Acción requerida A: Enumera todos los verbos en imperativo con que el texto sobre los Pastores y los movimientos en la Iglesia se dirige a los obispos.
Acción requerida B: Prosigue el texto sobre los Pastores y los movimientos en la Iglesia a partir de su última oración.

Fragmento seleccionado:
Naturalmente, es condición necesaria el que estas nuevas realidades quieran vivir en la Iglesia común, si bien con espacios en cierto modo reservados para su vida, de manera que ésta sea después fecunda para todos los demás. Quienes viven un carisma particular, han de sentirse fundamentalmente responsables de la comunión, de la fe común de la Iglesia, y deben someterse a la guía de los Pastores. Éstos son quienes han de asegurar la eclesialidad de los movimientos. Los Pastores no son sólo personas que ocupan un cargo, sino que ellos mismos son portadores de carismas, son responsables de la apertura de la Iglesia a la acción del Espíritu Santo. Nosotros, los Obispos, estamos ungidos por el Espíritu Santo en el sacramento y, por tanto, el sacramento nos asegura también la apertura a sus dones. De este modo, por un lado, hemos de sentir la responsabilidad de acoger estos impulsos que son un don para la Iglesia y le dan nueva vitalidad, pero, por otro, hemos de ayudar también a los movimientos a encontrar el camino justo, haciendo correcciones con comprensión, esa comprensión espiritual y humana que sabe aunar la guía, el reconocimiento y una cierta apertura y disponibilidad para aprender.

Decid o reiterad precisamente esto a vuestros presbíteros. En este Año Sacerdotal, que está llegando a su conclusión, descubrid de nuevo, queridos hermanos, la paternidad episcopal sobre todo respecto a vuestro clero. Se ha relegado a un segundo plano durante demasiado tiempo la responsabilidad de la autoridad como servicio para el crecimiento de los demás y, antes que nadie, de los sacerdotes. Ellos están llamados a servir en su ministerio pastoral integrados en una acción pastoral de comunión o de conjunto, como nos recuerda el Decreto conciliar Presbyterorum Ordinis: «Ningún presbítero, por tanto, puede realizar bien su misión de manera aislada e individualista, sino únicamente juntando sus fuerzas con otros presbíteros bajo la dirección de los que presiden la Iglesia» (n. 7). Esto no quiere decir volver al pasado, ni un simple retorno a los orígenes, sino recuperar el fervor de los orígenes, la alegría del comienzo de la experiencia cristiana, haciéndose acompañar por Cristo como los «discípulos de Emaús» el día de Pascua, dejando que su palabra nos encienda el corazón, que el «pan partido» abra nuestros ojos a la contemplación de su rostro. Sólo de este modo el fuego de su amor será suficientemente ardiente para impulsar a todo fiel cristiano a convertirse en dispensador de luz y de vida en la Iglesia y entre los hombres.

Datos registrados
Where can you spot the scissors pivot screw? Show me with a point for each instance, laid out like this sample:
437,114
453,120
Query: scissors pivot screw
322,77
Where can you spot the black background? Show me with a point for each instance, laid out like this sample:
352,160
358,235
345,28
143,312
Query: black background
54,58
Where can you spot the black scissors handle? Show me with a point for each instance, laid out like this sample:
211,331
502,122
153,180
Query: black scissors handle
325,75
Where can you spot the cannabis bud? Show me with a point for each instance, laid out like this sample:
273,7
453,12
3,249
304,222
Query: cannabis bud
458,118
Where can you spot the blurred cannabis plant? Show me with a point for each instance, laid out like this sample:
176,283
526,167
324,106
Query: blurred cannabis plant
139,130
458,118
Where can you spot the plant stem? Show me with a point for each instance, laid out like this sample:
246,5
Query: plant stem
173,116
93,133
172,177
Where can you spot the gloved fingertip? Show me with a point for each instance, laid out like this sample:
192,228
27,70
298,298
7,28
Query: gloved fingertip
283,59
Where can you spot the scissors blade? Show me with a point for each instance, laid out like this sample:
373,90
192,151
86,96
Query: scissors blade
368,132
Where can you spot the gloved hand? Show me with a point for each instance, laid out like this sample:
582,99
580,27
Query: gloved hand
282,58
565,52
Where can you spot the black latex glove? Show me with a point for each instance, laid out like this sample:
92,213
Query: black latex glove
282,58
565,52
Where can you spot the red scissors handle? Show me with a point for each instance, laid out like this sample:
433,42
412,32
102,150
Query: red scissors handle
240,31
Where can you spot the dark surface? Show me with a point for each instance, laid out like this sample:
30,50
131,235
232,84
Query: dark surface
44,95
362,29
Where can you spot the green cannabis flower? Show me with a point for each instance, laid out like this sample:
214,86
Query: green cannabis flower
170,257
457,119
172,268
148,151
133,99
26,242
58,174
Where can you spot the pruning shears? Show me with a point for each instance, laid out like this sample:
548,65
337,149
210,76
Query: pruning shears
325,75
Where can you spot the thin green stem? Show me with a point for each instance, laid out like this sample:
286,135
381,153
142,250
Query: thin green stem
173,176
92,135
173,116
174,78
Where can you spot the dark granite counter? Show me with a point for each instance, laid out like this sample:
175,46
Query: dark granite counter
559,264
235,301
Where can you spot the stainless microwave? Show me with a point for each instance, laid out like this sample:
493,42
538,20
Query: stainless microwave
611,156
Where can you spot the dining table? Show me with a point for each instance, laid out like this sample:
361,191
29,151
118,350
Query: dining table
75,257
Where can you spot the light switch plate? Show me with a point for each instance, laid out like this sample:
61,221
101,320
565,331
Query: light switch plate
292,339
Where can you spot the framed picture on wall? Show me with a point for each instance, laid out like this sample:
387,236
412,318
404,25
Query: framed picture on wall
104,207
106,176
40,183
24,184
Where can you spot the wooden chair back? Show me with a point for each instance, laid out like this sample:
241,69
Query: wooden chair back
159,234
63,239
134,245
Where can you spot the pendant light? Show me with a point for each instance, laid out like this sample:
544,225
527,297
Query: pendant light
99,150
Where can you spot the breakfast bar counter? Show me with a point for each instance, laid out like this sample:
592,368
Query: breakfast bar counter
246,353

Respuesta escrita A: Decid, reiterad, descubrid

Respuesta escrita B:
Antes de concluir, me gustaría pediros, como presidentes y ministros de la caridad en la Iglesia, que deis nuevo vigor en vosotros mismos y en vuestro entorno a sentimientos de misericordia y compasión, capaces de responder a situaciones de graves carencias en la sociedad. Que se instituyan organizaciones y se perfeccionen las ya existentes, para que puedan responder con creatividad a todas las pobrezas, incluida la de la falta de sentido de la vida y la ausencia de esperanza. Es muy loable el esfuerzo que hacéis para ayudar a las diócesis más necesitadas, especialmente en los países de habla portuguesa. Que las dificultades que ahora se hacen sentir mayormente no os debiliten en la lógica del don. Que siga siendo muy vivo en el País vuestro testimonio de profetas de justicia y de paz, defensores de los derechos inalienables de la persona, uniendo vuestra voz a la de los más débiles, a los que sabiamente habéis motivado a que tengan su propia voz, sin temer nun­ca levantar vuestra voz en favor de los oprimidos, los humillados y maltratados.

A la vez que os encomiendo a Nuestra Señora de Fátima, pidiéndole que os sostenga maternalmente en los retos que se os presentan, para que seáis promotores de una cultura y una espiritualidad de caridad y de paz, de esperanza y justicia, de fe y de servicio, os imparto de corazón la Bendición Apostólica, que se extiende a vuestros familiares y a vuestras comunidades diocesanas.